____ Passage to read
NB: The miracle of life is the fact that the first living organism had to have its basic bootstrap blueprint spontaneously form from the movement and reactions of molecules. The sheer unlikelihood of this may be why many people believe in Creationism.
These first lines on the map represent the child’s most primitive, basic, fundamental, low-level programming. Starting with the same basic programming, children start their lives by taking, storing, and experimenting with information they collect from their environment. What they learn during this time fills in a great deal of their map, so much so that many people never really overcome the conditioning they developed in their youth.
NB: Conditioning in this context means the same thing as learning, or drawing lines on the map.
When a child becomes an adult, his or her map is mostly filled. As time goes on, they continue to fill out the map in greater detail and may find themselves needing to rework large parts of the map when new contradictory information becomes too much to ignore.
A map’s purpose is to guide its user to a destination. In this extended metaphor, each person is given a map without a destination. In the process of filling out the map, they often wonder where they’re trying to go. (What’s it all about? What’s the meaning of life? Existential angst, etc.)
________
____ Raw records
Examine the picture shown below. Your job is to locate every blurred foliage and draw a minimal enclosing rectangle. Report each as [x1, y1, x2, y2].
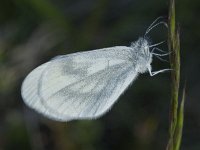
[0, 0, 200, 150]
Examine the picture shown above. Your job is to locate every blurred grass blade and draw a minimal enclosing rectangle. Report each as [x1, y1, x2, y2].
[167, 0, 182, 150]
[174, 84, 185, 150]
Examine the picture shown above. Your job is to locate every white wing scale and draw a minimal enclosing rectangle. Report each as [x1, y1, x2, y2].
[22, 46, 137, 121]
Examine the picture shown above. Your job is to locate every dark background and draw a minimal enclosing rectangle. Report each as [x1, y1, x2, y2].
[0, 0, 200, 150]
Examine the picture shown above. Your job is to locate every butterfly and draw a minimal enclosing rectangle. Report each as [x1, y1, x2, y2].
[21, 17, 169, 121]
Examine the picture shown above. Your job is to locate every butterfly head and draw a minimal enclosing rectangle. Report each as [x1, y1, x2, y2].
[131, 38, 152, 73]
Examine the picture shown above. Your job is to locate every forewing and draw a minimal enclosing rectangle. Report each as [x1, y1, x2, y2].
[22, 47, 137, 121]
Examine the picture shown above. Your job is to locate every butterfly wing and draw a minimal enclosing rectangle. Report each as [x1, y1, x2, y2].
[22, 46, 137, 121]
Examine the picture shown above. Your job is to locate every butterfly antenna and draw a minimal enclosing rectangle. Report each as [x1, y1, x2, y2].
[150, 69, 172, 76]
[144, 21, 168, 36]
[146, 16, 164, 31]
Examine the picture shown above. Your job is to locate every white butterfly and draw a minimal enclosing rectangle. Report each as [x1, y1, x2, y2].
[21, 17, 168, 121]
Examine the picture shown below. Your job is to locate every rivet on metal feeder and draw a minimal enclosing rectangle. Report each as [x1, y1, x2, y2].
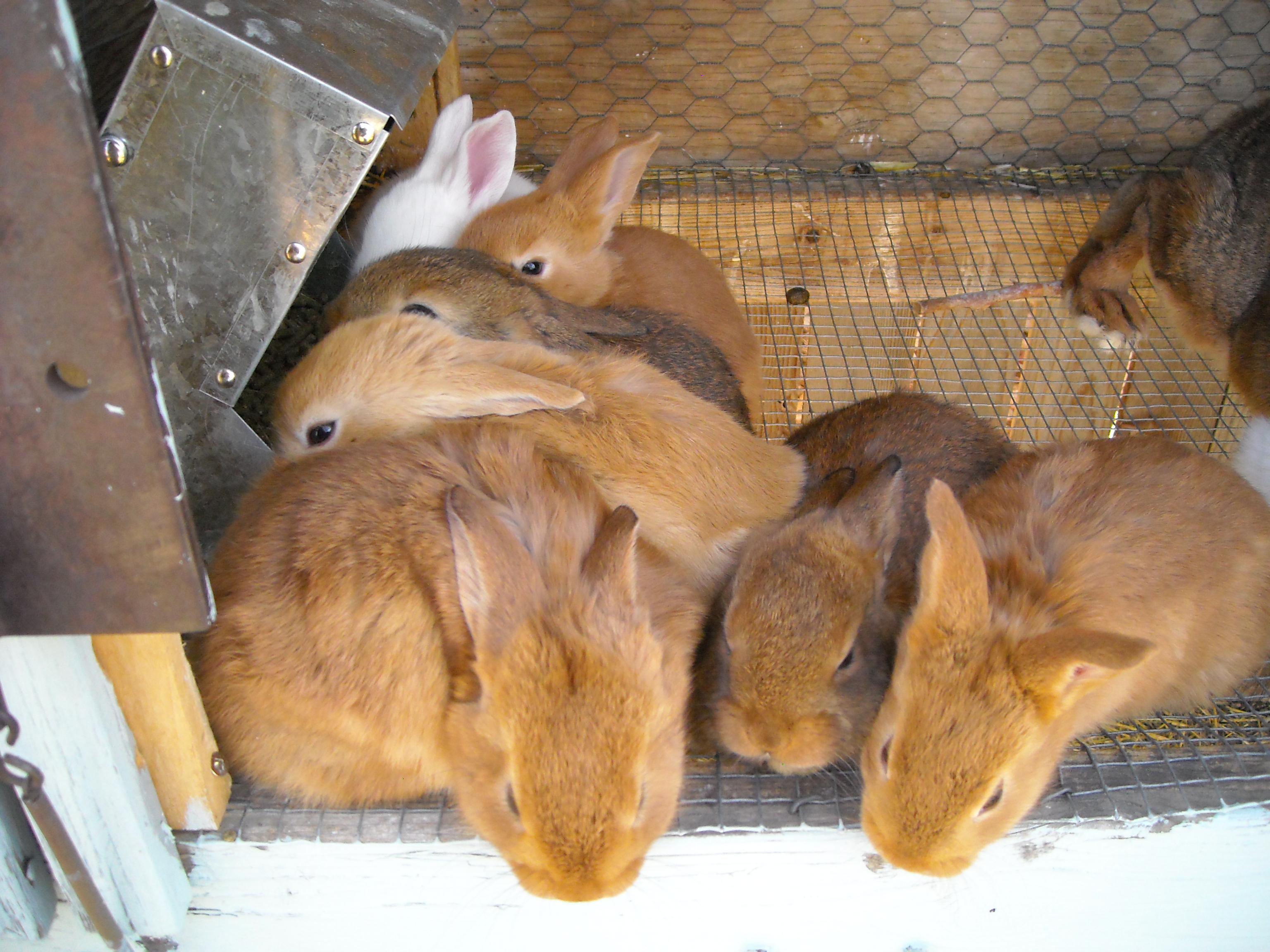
________
What is needed: Could you reproduce the stretch of the passage about life as a map from "NB: The miracle" to "in their youth.", editing it so that "blueprint" becomes "template"?

Expected answer:
NB: The miracle of life is the fact that the first living organism had to have its basic bootstrap template spontaneously form from the movement and reactions of molecules. The sheer unlikelihood of this may be why many people believe in Creationism.
These first lines on the map represent the child’s most primitive, basic, fundamental, low-level programming. Starting with the same basic programming, children start their lives by taking, storing, and experimenting with information they collect from their environment. What they learn during this time fills in a great deal of their map, so much so that many people never really overcome the conditioning they developed in their youth.